EXCERPT -

+---+

[squeak-dev] Scheme continuations vs Squeak continuations

Vassili Bykov smalltalkbigot at gmail.com
Sat Jan 31 23:36:34 UTC 2009


Stéphane,

First, Squeak continuations are indeed not equivalent to what you find
in Scheme. You can read about the difference in the post I wrote many
moons ago (Seaside didn't exist then):

http://lists.squeakfoundation.org/pipermail/squeak-dev/1998-October/016038.html

But this is not why this particular example doesn't work as expected.

The real problem is that the Smalltalk example only seems to do what
the Scheme one does. Since it's up to you to find what's wrong with
your Scheme implementation, you need to understand why exactly Mondo
Bizarro works the way it does. The key here is that "let" is not an
assignment, it's a function call (!).

Consider that

    (let ((x v)) ...)

is equivalent to

    ((lambda (x) ...) v)

With this in mind, it's easy to see that at the start, "y" in the
original invocation is bound to

    (lambda (y) (display 1) ...)

Invoking that "y" after "(display 1)" creates a new invocation *with
its own binding of y*. That separate "y" is bound to "(lambda (x)

+---+

SUPPLIED ENTRIES -
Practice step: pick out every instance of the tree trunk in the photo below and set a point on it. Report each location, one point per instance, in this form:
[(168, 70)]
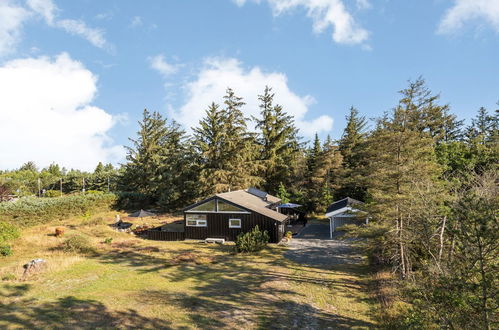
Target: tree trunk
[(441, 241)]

+---+

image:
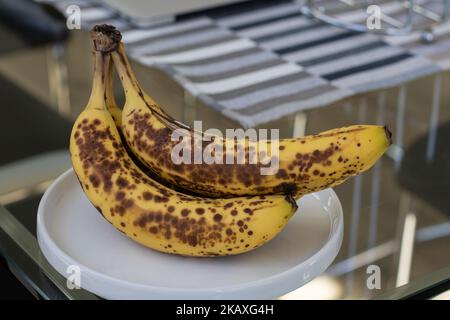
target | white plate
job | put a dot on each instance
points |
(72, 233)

+---+

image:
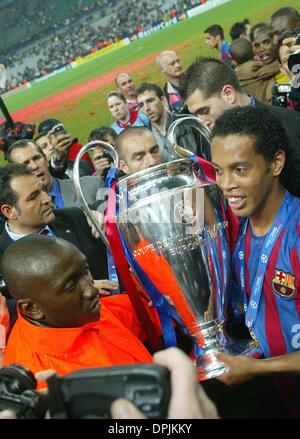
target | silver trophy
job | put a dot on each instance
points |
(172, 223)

+---+

EXERCISE REQUIREMENTS -
(A) Rewrite the passage of the post on Scheme and Squeak continuations starting at "Vassili Bykov smalltalkbigot" and ending at "work as expected.", swapping "moons" for "years".
(B) Pick up the post on Scheme and Squeak continuations where it stops and write the next part.

THE ANSWERS -
(A)
Vassili Bykov smalltalkbigot at gmail.com
Sat Jan 31 23:36:34 UTC 2009


Stéphane,

First, Squeak continuations are indeed not equivalent to what you find
in Scheme. You can read about the difference in the post I wrote many
years ago (Seaside didn't exist then):

http://lists.squeakfoundation.org/pipermail/squeak-dev/1998-October/016038.html

But this is not why this particular example doesn't work as expected.

(B)
(display 2) ...)" in the context of the first invocation.

So, the setup is a group of three coroutines, with the execution
threaded through them. The original invocation prints 1 and creates
the second one. The second one prints 1 and switches back to the
first. The first prints 2 and creates a third invocation, which prints
1 and jumps back to the first. The first prints 3 and completes. This
is how "11213" is produced.

For this to work as intended, "y" should have a separate binding in
each invocation. Smalltalk assignment behaves this way for temps
because with Seaside continuations you assign to "y" in separate
contexts. For workspace and instance variables it doesn't work (and
can't).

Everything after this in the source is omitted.